HISTOIRE DU PASSAGE DES ALPES PAR ANNIBAL

 

LIVRE PREMIER.

CHAPITRE XV.

 

 

Séjour de l'armée dans la vallée d'Aoste. - Route qu'elle suivit jusque sur les bords du Tésin. - Remarques sur les hostilités avec les Taurini, et sur le lieu où la bataille du Tésin se donna. - Conclusion.

 

L'état de délabrement et de faiblesse auquel l'armée carthaginoise était réduite après le passage des Alpes, nécessita un repos de dix à douze jours dans la vallée d'Aoste.

Cette vallée est très-grande et très-fertile ; comme elle participe déjà de la température chaude des plaines du Piémont, la végétation, est plus précoce que de l'autre côté des Alpes.

Au-delà du bourg de Villeneuve, en s'approchant de la ville d'Aoste, la vallée s'élargit considérablement et prend un fond horizontal[1]. Jusqu'au village de Nuz, qui est à deux lieues et demie de cette ville, la vallée continue à être très-large et à fond plat[2]. Ce fut donc dans cet espace d'environ quatre lieues que l'armée carthaginoise prit ses quartiers de rafraichissements. Annibal, trouva en abondance du bétail et des légumes pour alimenter ses troupes, et des fourrages pour nourrir ses chevaux et ses éléphants.

L'armée se trouvait alors dans le pays des Salassi, peuple qui n'avait point encore été soumis par les Romains, et qui était probablement allié des Insubres. Polybe ne parait pas distinguer ces deux peuples l'un de l'autre, car il dit qu'Annibal ayant accompli le passage des Alpes, entra hardiment dans les plaines qui voisinent le Pô, et dans le pays des Insubres.
————
CONSIGNE
Poursuivez le texte sur le passage des Alpes par Annibal, en reprenant immédiatement après sa dernière phrase.
————
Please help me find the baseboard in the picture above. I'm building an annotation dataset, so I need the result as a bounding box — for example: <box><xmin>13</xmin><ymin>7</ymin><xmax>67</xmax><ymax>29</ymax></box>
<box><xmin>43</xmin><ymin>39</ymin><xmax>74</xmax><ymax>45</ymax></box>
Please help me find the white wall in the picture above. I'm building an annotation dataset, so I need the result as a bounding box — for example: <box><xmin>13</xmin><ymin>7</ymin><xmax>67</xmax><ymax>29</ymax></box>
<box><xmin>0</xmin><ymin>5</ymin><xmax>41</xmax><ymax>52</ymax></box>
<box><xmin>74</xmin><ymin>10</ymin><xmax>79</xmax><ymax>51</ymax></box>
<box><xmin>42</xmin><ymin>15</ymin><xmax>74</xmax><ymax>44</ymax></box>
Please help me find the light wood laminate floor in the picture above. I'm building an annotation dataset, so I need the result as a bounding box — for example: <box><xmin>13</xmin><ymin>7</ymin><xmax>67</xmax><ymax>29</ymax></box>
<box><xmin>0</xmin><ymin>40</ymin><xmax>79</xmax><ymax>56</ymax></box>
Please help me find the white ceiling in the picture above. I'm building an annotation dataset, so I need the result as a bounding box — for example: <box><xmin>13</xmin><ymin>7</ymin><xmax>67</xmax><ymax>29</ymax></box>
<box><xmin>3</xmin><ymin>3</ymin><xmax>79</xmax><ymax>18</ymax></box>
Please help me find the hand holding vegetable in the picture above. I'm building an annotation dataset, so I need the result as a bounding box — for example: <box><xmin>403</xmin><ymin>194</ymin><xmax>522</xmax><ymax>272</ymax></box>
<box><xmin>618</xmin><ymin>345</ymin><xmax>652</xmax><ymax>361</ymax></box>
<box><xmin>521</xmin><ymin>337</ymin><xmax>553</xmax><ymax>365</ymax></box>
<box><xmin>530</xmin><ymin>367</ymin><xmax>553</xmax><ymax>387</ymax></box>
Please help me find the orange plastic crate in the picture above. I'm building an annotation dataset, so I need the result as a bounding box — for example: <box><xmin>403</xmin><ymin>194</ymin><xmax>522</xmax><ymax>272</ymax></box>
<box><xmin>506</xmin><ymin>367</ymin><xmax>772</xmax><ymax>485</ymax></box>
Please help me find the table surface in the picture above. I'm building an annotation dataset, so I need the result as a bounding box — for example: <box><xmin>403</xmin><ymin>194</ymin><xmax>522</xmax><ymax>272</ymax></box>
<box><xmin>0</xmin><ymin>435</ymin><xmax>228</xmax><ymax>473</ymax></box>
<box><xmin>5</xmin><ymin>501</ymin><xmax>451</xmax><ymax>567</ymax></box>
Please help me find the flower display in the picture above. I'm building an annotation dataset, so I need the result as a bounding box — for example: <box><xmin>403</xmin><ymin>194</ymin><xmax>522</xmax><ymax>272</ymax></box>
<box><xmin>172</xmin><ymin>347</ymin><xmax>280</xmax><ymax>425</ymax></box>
————
RÉSULTAT
Annibal étant arrivé le 1er novembre aux environs d'Aoste, on peut supposer qu'il y resta jusqu'au 10, et qu'il en partit le 11. Il sortit de cette longue vallée aux villages de Saint-Martin et de Monte-Stretio, où l'on découvre pour la première fois les plaines de l'Italie[3]. Il arriva le 13 à Yvrée, ville distante d'Aoste d'environ 36 milles.

Sachant que les Taurini faisaient la guerre aux Insubres, ses futurs alliés, Annibal proposa aux premiers de se liguer avec lui contre les Romains ; mais comme ils s'y refusèrent, il fut obligé de quitter la route de Milan, capitale de l'Insubrie, pour aller s'emparer de Turin, ville principale des Taurini.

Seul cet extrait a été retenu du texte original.